▸ Task brief
Recast the lines below as a Markdown table with two columns, Row and Line. Number each row and omit any blank lines.

[[ Source material open ]]

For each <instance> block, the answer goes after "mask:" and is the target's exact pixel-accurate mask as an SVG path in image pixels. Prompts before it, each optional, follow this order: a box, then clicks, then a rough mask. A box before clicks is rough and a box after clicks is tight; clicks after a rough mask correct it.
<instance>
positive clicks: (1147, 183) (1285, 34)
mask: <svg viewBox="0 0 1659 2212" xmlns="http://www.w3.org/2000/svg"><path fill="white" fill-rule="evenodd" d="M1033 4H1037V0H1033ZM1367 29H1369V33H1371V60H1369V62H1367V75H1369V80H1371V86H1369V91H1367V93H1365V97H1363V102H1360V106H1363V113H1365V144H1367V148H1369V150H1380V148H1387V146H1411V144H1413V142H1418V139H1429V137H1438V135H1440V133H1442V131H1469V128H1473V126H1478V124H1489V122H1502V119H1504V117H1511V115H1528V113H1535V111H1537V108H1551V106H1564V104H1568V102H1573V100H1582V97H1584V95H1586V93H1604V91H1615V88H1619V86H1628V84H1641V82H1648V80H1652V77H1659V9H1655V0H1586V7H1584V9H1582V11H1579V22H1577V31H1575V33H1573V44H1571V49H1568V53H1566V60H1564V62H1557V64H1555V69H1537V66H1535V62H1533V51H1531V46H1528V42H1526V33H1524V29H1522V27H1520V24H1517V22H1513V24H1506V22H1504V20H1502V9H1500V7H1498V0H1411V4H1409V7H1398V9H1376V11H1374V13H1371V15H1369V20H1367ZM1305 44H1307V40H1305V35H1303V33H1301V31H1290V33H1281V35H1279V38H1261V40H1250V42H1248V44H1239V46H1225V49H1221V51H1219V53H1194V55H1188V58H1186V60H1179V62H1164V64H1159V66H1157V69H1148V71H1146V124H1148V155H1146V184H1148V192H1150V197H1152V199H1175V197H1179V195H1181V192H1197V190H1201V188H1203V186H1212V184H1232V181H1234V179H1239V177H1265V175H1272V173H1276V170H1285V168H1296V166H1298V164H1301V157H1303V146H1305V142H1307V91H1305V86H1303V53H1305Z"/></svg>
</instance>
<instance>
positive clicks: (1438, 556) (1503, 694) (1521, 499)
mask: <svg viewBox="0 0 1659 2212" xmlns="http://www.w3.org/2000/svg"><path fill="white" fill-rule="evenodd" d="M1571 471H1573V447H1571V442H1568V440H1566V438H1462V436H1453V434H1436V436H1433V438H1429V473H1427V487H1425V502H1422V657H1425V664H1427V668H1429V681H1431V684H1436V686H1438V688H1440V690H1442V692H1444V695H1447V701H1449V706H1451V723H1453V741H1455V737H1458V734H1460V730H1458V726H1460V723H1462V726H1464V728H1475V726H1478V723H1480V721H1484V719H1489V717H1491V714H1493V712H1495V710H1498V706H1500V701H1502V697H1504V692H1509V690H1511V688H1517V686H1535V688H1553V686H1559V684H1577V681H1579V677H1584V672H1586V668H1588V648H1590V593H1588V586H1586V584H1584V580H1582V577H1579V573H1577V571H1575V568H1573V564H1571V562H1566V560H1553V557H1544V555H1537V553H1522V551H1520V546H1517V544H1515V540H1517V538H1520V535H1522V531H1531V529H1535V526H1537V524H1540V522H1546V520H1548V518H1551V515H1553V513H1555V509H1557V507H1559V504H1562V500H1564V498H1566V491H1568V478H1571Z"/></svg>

[[ Source material closed ]]

▸ Exercise answer
| Row | Line |
|---|---|
| 1 | For each <instance> block, the answer goes after "mask:" and is the target's exact pixel-accurate mask as an SVG path in image pixels. Prompts before it, each optional, follow this order: a box, then clicks, then a rough mask. A box before clicks is rough and a box after clicks is tight; clicks after a rough mask correct it. |
| 2 | <instance> |
| 3 | positive clicks: (1147, 183) (1285, 34) |
| 4 | mask: <svg viewBox="0 0 1659 2212" xmlns="http://www.w3.org/2000/svg"><path fill="white" fill-rule="evenodd" d="M1033 4H1037V0H1033ZM1367 29H1369V33H1371V60H1369V62H1367V75H1369V80H1371V86H1369V91H1367V93H1365V97H1363V102H1360V106H1363V113H1365V144H1367V148H1369V150H1380V148H1387V146H1411V144H1413V142H1418V139H1429V137H1438V135H1440V133H1442V131H1469V128H1473V126H1478V124H1489V122H1502V119H1504V117H1511V115H1528V113H1535V111H1537V108H1551V106H1564V104H1568V102H1573V100H1582V97H1584V95H1586V93H1604V91H1615V88H1619V86H1628V84H1641V82H1648V80H1652V77H1659V9H1655V0H1586V7H1584V9H1582V11H1579V22H1577V31H1575V33H1573V44H1571V49H1568V53H1566V60H1564V62H1557V64H1555V69H1537V66H1535V62H1533V51H1531V46H1528V42H1526V33H1524V29H1522V27H1520V24H1517V22H1513V24H1506V22H1504V20H1502V9H1500V7H1498V0H1411V4H1409V7H1398V9H1376V11H1374V13H1371V15H1369V20H1367ZM1305 44H1307V40H1305V35H1303V33H1301V31H1290V33H1281V35H1279V38H1261V40H1250V42H1248V44H1239V46H1225V49H1221V51H1219V53H1194V55H1188V58H1186V60H1179V62H1164V64H1159V66H1157V69H1148V71H1146V124H1148V155H1146V184H1148V192H1150V197H1152V199H1175V197H1179V195H1181V192H1197V190H1201V188H1203V186H1212V184H1232V181H1234V179H1239V177H1265V175H1272V173H1276V170H1285V168H1296V166H1298V164H1301V157H1303V146H1305V142H1307V91H1305V86H1303V53H1305Z"/></svg> |
| 5 | </instance> |
| 6 | <instance> |
| 7 | positive clicks: (1438, 556) (1503, 694) (1521, 499) |
| 8 | mask: <svg viewBox="0 0 1659 2212" xmlns="http://www.w3.org/2000/svg"><path fill="white" fill-rule="evenodd" d="M1571 471H1573V447H1571V442H1568V440H1566V438H1462V436H1453V434H1436V436H1433V438H1429V473H1427V487H1425V502H1422V657H1425V664H1427V668H1429V681H1431V684H1436V686H1438V688H1440V690H1442V692H1444V695H1447V701H1449V706H1451V723H1453V741H1455V737H1458V734H1460V730H1458V726H1460V723H1462V726H1464V728H1475V726H1478V723H1480V721H1484V719H1489V717H1491V714H1493V712H1495V710H1498V706H1500V701H1502V697H1504V692H1509V690H1511V688H1517V686H1535V688H1553V686H1559V684H1577V681H1579V677H1584V672H1586V668H1588V648H1590V593H1588V586H1586V584H1584V580H1582V577H1579V573H1577V571H1575V568H1573V564H1571V562H1566V560H1553V557H1544V555H1537V553H1522V551H1520V546H1517V544H1515V540H1517V538H1520V535H1522V531H1531V529H1535V526H1537V524H1540V522H1546V520H1548V518H1551V515H1553V513H1555V509H1557V507H1559V504H1562V500H1564V498H1566V491H1568V478H1571Z"/></svg> |